Material for this exercise START

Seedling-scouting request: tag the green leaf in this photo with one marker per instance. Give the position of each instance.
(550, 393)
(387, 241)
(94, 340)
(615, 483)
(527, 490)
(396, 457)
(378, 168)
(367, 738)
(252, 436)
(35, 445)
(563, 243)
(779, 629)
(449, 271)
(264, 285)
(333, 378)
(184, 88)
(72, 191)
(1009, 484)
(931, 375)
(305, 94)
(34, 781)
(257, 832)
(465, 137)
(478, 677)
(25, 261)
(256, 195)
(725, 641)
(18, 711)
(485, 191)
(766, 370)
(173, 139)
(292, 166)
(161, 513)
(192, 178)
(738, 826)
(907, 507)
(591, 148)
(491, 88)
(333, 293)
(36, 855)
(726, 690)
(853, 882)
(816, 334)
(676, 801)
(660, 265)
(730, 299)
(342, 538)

Material for this exercise END

**Task objective:**
All of the entries must be printed again exactly as given.

**Worked solution:**
Seedling-scouting request: tag the green leaf in this photo with one marker per instance. Give the position of each instance.
(550, 393)
(387, 241)
(94, 340)
(615, 483)
(527, 490)
(396, 457)
(378, 168)
(367, 738)
(252, 436)
(35, 445)
(563, 243)
(779, 629)
(449, 271)
(264, 285)
(333, 378)
(184, 88)
(72, 191)
(1009, 484)
(931, 375)
(305, 94)
(34, 781)
(257, 832)
(465, 137)
(478, 677)
(25, 261)
(256, 195)
(725, 641)
(18, 711)
(485, 191)
(766, 370)
(173, 139)
(292, 166)
(161, 513)
(192, 178)
(738, 826)
(907, 507)
(591, 148)
(491, 88)
(333, 293)
(36, 855)
(726, 690)
(853, 882)
(816, 334)
(676, 801)
(660, 265)
(730, 299)
(342, 538)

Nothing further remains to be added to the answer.